YOUR INSTRUCTIONS
Answer these questions from the news article about dogs trained to detect human waste in water:
(a) What kind of dog is Sable?
(b) What is Logan's favorite work reward?
(c) In which state are the specially trained canines set to play detective?

SOURCE DOCUMENT
· · · ·

August 7, 2012

When waste from humans taints waters, towns call in sniff squad

Canines with high-powered snouts and special training are set to play detective in Maine.

By North Cairn ncairn@pressherald.com
Staff Writer

It's not an idea to pooh-pooh.

click image to enlarge

Sable, a German shepherd mix, and handler Scott Reynolds check a beach for septic seepage in Suttons Bay, Mich. Sable is coming to Maine for more detective work.

Robert Domm photo

click image to enlarge

Logan, a rough-coated collie mix, alerts handler Karen Reynolds that human waste is in the water flowing out of a pipe into Lake Michigan. Logan’s favorite work reward is food.

Environmental Canine Services photo

In fact, it seems so obvious that it's hard to believe no one thought of it sooner: dogs sniffing for human waste.

They smell almost everything else that's foul anyway. Might as well find a good use for the trait.

· · · ·

RECORDS SUPPLIED
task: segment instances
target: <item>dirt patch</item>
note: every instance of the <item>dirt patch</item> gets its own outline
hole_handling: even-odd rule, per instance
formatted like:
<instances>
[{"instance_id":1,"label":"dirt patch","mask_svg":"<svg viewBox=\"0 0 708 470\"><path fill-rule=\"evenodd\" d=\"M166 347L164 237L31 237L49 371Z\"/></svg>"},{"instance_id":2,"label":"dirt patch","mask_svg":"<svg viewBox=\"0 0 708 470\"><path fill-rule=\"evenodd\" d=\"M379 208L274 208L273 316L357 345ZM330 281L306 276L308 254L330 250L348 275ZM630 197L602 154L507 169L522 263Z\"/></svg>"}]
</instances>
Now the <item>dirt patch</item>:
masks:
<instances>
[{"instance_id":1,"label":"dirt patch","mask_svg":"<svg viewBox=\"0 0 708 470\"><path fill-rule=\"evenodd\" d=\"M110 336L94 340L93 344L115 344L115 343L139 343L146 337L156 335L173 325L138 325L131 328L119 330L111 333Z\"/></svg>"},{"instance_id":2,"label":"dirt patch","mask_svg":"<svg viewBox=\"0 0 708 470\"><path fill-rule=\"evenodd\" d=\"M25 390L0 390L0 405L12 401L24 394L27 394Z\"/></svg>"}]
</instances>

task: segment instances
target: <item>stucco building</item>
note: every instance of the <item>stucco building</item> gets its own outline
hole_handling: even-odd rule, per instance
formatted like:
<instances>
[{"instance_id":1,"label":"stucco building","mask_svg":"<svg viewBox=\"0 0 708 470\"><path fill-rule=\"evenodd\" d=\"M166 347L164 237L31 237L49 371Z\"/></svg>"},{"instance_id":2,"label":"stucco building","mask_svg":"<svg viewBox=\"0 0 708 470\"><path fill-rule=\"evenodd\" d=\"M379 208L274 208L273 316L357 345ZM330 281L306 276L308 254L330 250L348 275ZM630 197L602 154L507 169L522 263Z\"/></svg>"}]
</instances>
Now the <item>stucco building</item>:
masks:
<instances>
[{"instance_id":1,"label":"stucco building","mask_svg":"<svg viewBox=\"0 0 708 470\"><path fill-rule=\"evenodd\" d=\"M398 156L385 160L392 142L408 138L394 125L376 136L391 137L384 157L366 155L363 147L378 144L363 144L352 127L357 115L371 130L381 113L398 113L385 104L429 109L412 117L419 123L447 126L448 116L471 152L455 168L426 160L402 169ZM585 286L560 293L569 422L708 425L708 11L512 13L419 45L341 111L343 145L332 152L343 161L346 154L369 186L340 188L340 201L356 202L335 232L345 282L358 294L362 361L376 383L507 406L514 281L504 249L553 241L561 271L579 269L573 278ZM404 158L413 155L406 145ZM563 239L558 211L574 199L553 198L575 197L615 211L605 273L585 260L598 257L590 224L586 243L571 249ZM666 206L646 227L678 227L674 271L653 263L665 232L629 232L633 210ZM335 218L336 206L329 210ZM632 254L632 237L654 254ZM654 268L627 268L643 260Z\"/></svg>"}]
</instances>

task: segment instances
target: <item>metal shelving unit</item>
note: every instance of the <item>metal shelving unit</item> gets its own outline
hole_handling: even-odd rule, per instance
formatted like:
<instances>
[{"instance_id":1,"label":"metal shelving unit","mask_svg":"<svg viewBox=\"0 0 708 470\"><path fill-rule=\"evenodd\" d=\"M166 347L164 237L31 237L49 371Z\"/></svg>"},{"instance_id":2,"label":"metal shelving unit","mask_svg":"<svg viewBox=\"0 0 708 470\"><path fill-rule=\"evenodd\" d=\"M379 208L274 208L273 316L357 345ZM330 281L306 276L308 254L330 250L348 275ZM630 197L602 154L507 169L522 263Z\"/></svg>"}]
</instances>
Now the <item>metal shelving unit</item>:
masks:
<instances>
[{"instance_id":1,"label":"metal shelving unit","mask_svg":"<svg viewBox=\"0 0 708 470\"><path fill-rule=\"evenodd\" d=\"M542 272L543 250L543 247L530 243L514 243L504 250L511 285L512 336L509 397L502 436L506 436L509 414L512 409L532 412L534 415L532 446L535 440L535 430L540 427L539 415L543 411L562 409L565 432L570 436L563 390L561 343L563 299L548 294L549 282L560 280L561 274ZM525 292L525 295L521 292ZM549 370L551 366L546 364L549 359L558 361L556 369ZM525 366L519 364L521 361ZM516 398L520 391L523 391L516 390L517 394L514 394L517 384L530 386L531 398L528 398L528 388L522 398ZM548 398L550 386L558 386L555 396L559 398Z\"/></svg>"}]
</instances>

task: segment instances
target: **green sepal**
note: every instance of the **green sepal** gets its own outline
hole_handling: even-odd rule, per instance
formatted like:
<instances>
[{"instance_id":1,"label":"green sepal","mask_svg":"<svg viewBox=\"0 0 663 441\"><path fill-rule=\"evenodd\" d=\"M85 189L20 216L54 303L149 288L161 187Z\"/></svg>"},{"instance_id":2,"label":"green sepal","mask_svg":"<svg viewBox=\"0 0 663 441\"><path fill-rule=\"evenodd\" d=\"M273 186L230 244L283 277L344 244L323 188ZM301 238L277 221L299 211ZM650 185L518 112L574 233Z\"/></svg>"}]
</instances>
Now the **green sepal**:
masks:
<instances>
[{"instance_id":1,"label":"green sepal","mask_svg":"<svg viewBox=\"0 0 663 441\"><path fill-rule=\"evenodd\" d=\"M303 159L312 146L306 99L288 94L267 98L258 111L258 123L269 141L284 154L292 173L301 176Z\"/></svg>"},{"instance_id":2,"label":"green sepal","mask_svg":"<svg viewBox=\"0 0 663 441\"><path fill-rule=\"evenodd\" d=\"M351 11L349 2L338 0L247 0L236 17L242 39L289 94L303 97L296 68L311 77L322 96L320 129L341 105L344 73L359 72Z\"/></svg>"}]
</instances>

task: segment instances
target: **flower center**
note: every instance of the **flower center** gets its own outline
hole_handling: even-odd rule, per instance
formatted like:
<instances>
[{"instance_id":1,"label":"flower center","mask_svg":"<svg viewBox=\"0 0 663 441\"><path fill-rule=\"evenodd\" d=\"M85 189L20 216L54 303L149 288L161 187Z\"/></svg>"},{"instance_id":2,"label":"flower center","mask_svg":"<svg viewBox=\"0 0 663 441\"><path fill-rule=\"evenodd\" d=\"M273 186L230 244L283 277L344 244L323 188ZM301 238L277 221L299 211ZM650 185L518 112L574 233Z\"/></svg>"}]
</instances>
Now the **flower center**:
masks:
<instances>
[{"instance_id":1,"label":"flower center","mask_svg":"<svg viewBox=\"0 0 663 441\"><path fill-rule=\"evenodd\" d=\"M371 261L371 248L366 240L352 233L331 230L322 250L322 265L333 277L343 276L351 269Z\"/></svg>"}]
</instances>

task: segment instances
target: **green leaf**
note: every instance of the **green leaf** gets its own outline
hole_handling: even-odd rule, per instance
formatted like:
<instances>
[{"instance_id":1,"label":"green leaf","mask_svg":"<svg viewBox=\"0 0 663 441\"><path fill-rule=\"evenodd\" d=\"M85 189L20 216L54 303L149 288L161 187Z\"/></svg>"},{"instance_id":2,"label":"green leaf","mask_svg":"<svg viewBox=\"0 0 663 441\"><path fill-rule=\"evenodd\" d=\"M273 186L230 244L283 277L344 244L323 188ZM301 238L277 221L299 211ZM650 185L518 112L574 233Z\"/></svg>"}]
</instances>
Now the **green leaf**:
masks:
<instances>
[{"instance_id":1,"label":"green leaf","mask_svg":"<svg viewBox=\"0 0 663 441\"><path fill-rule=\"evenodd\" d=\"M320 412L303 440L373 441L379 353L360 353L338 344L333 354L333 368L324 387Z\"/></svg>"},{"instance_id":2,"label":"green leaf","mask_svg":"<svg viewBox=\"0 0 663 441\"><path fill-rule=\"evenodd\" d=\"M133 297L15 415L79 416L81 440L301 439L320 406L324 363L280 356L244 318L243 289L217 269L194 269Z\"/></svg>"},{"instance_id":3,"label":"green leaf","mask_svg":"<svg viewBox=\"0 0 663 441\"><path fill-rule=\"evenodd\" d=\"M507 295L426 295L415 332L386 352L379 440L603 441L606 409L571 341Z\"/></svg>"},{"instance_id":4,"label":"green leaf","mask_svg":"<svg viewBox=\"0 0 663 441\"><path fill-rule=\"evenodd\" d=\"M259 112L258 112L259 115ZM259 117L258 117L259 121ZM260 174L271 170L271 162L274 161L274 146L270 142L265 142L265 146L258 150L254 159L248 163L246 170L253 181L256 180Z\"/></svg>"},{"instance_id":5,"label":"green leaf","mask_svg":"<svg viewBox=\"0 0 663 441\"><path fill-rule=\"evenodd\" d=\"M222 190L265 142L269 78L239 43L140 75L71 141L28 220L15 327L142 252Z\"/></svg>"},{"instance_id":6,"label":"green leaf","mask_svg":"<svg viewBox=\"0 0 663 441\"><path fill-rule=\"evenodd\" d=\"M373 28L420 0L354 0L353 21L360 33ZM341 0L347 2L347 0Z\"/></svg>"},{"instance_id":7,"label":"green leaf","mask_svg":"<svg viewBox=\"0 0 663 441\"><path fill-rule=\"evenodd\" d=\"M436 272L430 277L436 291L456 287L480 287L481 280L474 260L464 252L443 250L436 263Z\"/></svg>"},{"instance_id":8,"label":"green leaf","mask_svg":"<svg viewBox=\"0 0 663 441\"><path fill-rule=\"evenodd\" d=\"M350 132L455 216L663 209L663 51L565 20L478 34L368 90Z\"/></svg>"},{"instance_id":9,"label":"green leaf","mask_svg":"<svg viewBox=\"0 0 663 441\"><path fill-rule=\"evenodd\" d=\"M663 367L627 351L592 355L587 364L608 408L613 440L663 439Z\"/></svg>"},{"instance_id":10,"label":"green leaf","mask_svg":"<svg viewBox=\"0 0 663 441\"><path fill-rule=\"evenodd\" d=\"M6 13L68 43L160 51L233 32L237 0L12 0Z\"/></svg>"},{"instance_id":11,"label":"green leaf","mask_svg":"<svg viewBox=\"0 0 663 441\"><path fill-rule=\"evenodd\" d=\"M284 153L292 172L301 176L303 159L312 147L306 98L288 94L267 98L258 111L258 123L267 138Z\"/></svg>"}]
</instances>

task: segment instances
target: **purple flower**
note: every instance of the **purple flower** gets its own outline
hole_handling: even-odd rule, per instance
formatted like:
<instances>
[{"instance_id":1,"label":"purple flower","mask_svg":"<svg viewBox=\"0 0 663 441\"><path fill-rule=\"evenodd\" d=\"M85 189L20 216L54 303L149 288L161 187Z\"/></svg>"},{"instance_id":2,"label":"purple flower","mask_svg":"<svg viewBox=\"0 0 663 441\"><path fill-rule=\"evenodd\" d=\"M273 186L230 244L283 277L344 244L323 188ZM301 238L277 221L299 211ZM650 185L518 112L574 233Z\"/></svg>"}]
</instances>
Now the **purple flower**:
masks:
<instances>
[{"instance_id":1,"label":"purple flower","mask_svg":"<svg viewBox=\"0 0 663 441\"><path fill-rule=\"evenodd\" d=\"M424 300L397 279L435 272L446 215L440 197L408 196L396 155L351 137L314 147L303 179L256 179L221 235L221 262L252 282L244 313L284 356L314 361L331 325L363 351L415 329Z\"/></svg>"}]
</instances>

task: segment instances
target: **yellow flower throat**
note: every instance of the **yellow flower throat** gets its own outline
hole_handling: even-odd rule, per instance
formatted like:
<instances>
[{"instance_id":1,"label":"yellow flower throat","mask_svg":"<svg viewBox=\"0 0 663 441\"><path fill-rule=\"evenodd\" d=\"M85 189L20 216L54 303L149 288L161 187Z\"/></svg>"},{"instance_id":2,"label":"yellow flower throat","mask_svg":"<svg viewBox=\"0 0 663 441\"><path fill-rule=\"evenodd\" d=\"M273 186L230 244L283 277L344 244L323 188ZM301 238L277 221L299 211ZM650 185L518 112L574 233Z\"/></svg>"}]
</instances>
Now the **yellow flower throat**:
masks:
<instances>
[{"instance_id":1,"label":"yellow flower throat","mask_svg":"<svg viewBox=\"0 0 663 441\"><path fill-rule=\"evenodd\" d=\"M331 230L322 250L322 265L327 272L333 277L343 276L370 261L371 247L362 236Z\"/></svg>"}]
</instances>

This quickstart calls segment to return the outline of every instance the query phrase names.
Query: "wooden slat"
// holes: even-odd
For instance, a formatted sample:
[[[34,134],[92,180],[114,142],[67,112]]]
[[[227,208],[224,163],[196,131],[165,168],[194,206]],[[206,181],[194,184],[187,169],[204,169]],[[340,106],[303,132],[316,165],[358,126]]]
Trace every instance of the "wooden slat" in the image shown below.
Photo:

· · · ·

RESPONSE AREA
(a) A German shepherd mix.
(b) Food.
(c) Maine.